▶ **DESCRIPTION OF THE TASK**: Edit the records below by changing every "integer" to "whole-number", keeping everything else the same.

▶ **DATA ROWS**:
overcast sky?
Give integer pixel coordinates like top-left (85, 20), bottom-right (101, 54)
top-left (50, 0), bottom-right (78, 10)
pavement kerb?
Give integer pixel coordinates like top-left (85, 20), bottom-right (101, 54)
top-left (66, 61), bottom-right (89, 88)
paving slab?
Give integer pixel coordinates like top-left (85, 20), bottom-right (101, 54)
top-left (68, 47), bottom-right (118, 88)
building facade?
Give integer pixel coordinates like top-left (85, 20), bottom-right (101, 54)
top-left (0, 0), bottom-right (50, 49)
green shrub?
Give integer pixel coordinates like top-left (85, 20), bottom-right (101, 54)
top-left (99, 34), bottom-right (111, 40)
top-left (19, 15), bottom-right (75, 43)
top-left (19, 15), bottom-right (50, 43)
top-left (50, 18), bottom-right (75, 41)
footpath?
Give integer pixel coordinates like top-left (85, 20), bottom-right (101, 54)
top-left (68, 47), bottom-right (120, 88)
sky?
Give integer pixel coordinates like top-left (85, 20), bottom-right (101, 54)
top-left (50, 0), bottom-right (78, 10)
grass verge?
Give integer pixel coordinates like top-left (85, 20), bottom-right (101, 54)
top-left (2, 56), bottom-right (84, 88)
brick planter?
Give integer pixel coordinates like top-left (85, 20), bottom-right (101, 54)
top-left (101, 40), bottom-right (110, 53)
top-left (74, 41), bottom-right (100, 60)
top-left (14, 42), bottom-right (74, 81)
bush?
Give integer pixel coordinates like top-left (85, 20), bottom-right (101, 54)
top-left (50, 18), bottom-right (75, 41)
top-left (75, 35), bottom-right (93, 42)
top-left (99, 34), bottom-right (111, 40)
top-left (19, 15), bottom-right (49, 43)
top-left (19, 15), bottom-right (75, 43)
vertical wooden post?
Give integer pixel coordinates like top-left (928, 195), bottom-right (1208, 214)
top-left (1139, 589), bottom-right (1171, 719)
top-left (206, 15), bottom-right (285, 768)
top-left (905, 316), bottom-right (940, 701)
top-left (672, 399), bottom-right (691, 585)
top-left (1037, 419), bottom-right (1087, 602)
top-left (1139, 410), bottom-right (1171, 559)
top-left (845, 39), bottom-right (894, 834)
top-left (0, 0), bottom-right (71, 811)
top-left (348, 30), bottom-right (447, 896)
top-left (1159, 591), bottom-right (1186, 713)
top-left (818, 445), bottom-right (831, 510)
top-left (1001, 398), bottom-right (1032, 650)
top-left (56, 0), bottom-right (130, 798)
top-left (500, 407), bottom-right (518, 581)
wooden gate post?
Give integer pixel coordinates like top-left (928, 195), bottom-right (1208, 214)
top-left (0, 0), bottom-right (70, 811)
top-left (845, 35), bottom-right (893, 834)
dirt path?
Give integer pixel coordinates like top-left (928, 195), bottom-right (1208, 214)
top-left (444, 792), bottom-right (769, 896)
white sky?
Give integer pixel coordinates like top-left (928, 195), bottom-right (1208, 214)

▶ **THE COMPLETED TASK**:
overcast sky?
Give whole-number pixel coordinates like top-left (85, 20), bottom-right (101, 54)
top-left (50, 0), bottom-right (78, 10)
pavement kerb?
Give whole-number pixel coordinates like top-left (85, 20), bottom-right (101, 54)
top-left (66, 61), bottom-right (89, 88)
paving slab?
Give whole-number pixel coordinates like top-left (85, 20), bottom-right (101, 54)
top-left (68, 47), bottom-right (118, 88)
building facade?
Give whole-number pixel coordinates like top-left (85, 20), bottom-right (101, 54)
top-left (0, 0), bottom-right (50, 49)
green shrub?
Give whole-number pixel coordinates like top-left (85, 20), bottom-right (101, 54)
top-left (99, 34), bottom-right (111, 40)
top-left (19, 15), bottom-right (75, 43)
top-left (19, 15), bottom-right (50, 43)
top-left (50, 18), bottom-right (75, 41)
footpath?
Give whole-number pixel coordinates like top-left (85, 20), bottom-right (101, 54)
top-left (68, 47), bottom-right (120, 88)
sky?
Give whole-number pixel coordinates like top-left (85, 20), bottom-right (101, 54)
top-left (50, 0), bottom-right (78, 10)
grass verge?
Give whole-number pixel coordinates like top-left (85, 20), bottom-right (101, 54)
top-left (2, 56), bottom-right (84, 88)
brick planter?
Give whole-number pixel coordinates like top-left (85, 20), bottom-right (101, 54)
top-left (101, 40), bottom-right (110, 53)
top-left (74, 41), bottom-right (100, 60)
top-left (14, 42), bottom-right (74, 81)
bush?
Give whole-number pixel coordinates like top-left (85, 20), bottom-right (101, 54)
top-left (50, 18), bottom-right (75, 41)
top-left (75, 35), bottom-right (93, 42)
top-left (99, 34), bottom-right (111, 40)
top-left (19, 15), bottom-right (49, 43)
top-left (19, 15), bottom-right (75, 43)
vertical wooden post?
Give whole-number pixel coordinates like top-left (928, 195), bottom-right (1208, 214)
top-left (1139, 589), bottom-right (1171, 719)
top-left (206, 15), bottom-right (285, 768)
top-left (905, 316), bottom-right (940, 701)
top-left (672, 399), bottom-right (691, 585)
top-left (1037, 419), bottom-right (1087, 602)
top-left (1139, 410), bottom-right (1171, 559)
top-left (845, 39), bottom-right (894, 834)
top-left (0, 0), bottom-right (71, 811)
top-left (348, 30), bottom-right (447, 896)
top-left (1159, 591), bottom-right (1186, 713)
top-left (818, 445), bottom-right (831, 510)
top-left (1001, 398), bottom-right (1032, 650)
top-left (56, 0), bottom-right (130, 798)
top-left (500, 407), bottom-right (518, 581)
wooden gate post?
Give whole-number pixel coordinates like top-left (928, 195), bottom-right (1208, 214)
top-left (0, 0), bottom-right (70, 811)
top-left (845, 35), bottom-right (893, 834)
dirt path?
Give whole-number pixel coordinates like top-left (928, 195), bottom-right (1208, 214)
top-left (444, 792), bottom-right (769, 896)
white sky?
Give whole-number pixel coordinates like top-left (928, 195), bottom-right (1208, 214)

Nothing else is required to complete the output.